● **Task goal**:
Omit all images, then return the remaining material exactly as it stands.

● **Supplied information**:
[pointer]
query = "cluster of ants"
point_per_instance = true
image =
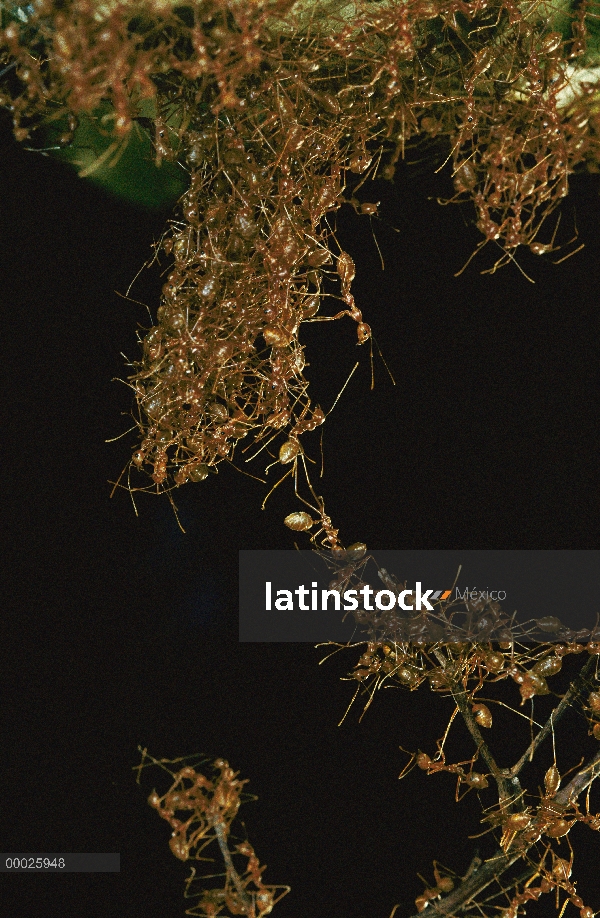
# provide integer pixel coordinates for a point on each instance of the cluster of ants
(200, 811)
(460, 669)
(276, 109)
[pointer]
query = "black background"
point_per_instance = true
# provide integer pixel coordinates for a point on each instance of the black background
(119, 630)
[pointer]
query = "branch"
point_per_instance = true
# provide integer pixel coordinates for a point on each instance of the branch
(232, 872)
(502, 777)
(555, 716)
(499, 863)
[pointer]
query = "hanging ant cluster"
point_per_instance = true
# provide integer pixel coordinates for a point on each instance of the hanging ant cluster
(200, 811)
(275, 108)
(528, 827)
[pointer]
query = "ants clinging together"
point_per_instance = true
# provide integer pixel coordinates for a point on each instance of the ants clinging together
(280, 112)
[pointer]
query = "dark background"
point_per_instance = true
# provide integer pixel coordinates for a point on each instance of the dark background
(119, 630)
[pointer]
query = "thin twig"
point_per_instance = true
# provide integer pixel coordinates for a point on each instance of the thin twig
(231, 871)
(555, 716)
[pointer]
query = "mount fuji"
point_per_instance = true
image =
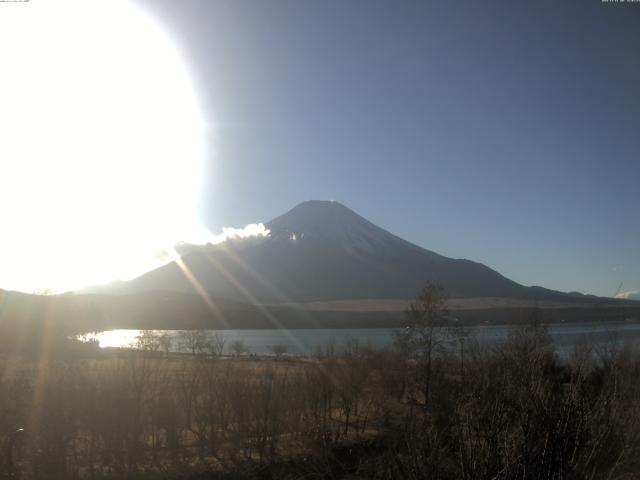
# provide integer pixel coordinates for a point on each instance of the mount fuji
(323, 251)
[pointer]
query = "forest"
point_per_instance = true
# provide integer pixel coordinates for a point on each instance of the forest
(436, 404)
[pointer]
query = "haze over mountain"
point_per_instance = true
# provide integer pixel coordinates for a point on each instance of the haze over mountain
(323, 251)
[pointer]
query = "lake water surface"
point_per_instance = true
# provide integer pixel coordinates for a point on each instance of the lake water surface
(306, 341)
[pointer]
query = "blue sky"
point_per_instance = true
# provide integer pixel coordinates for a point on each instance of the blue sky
(504, 132)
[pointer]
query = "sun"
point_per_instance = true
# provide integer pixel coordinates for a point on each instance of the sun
(100, 144)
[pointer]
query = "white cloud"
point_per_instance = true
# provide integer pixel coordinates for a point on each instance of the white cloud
(204, 237)
(630, 295)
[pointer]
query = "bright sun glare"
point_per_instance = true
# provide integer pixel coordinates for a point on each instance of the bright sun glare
(100, 144)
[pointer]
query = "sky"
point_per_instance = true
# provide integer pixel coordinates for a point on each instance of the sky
(503, 132)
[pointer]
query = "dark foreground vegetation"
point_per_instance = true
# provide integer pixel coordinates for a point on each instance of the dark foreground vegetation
(436, 405)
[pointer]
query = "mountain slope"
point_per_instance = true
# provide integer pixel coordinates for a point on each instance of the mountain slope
(324, 251)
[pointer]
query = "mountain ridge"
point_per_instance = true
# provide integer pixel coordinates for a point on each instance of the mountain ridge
(322, 250)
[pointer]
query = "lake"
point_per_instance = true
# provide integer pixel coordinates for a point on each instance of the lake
(306, 341)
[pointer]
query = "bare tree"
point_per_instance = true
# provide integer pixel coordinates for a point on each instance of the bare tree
(194, 341)
(216, 343)
(238, 347)
(279, 350)
(425, 331)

● **Solution**:
[pointer]
query = "cluster of ants"
point_per_instance = true
image =
# provide integer pixel coordinates for a point on each instance of the cluster of ants
(200, 811)
(460, 669)
(276, 109)
[pointer]
query = "black background"
point_per_instance = true
# provide integer pixel coordinates for a point on each instance of the black background
(119, 630)
[pointer]
query = "branch"
point_per_instance = true
# provide integer pixel coordinates for a point on each instance of the branch
(232, 872)
(502, 777)
(555, 716)
(499, 863)
[pointer]
query = "hanging ant cluster"
point_per_instance = true
# provide integer pixel coordinates for a point on each instance of the hanging ant cluster
(200, 811)
(275, 108)
(528, 827)
[pointer]
query = "ants clinging together"
point_per_instance = true
# provide integer pixel coordinates for a point on each instance of the ants clinging together
(280, 112)
[pointer]
query = "dark background"
point_per_instance = true
# provide integer pixel coordinates for a point on each instance of the dark background
(119, 630)
[pointer]
query = "thin twig"
point_per_instance = true
# provide integer pixel coordinates for a point on each instance of the thin twig
(231, 871)
(555, 716)
[pointer]
query = "mount fuji"
point_per_instance = true
image =
# provide integer pixel coordinates for a point on each instance of the mount fuji
(323, 251)
[pointer]
query = "forest"
point_per_instance = true
# provide integer pixel coordinates for a point on each instance of the forest
(436, 404)
[pointer]
query = "haze over mountain"
point_per_instance = true
# provide integer pixel coordinates for a point on each instance of the haze over mountain
(323, 251)
[pointer]
query = "lake water surface"
point_per_instance = true
# provide integer pixel coordinates for a point on each instance of the lake water surface
(306, 341)
[pointer]
query = "blue sky"
point_per_instance = true
# provide integer pixel coordinates for a point on each instance of the blue sky
(504, 132)
[pointer]
query = "sun"
point_per_instance = true
# provide integer pixel coordinates for a point on each instance of the sun
(100, 144)
[pointer]
query = "white cloud"
point_per_instance = true
# provide integer pixel coordinates for a point on each instance of the white cloud
(204, 237)
(630, 295)
[pointer]
query = "bright sun glare"
point_per_instance = true
# provide integer pixel coordinates for a point on each instance of the bright sun glare
(100, 144)
[pointer]
query = "sky"
point_per_instance = true
# provide integer pixel coordinates for a point on each instance of the sky
(503, 132)
[pointer]
query = "dark foreground vegetation"
point_per_instance = true
# provide integer pixel coordinates for a point on each instance of the dark foreground vegetation
(436, 405)
[pointer]
query = "mountain slope"
point_per_instance = true
# provide integer pixel coordinates for a point on each instance of the mountain slope
(324, 251)
[pointer]
query = "mountain ridge"
point_per_instance = true
# provide integer pixel coordinates for a point on each instance of the mountain ridge
(322, 250)
[pointer]
query = "lake"
point_per_instance = true
# provide integer pixel coordinates for a point on each instance of the lake
(306, 341)
[pointer]
query = "bare tree"
point_per_instance = true
# provide integer pixel coordinates for a point on each instance of the bare tree
(194, 341)
(216, 343)
(238, 347)
(279, 350)
(425, 331)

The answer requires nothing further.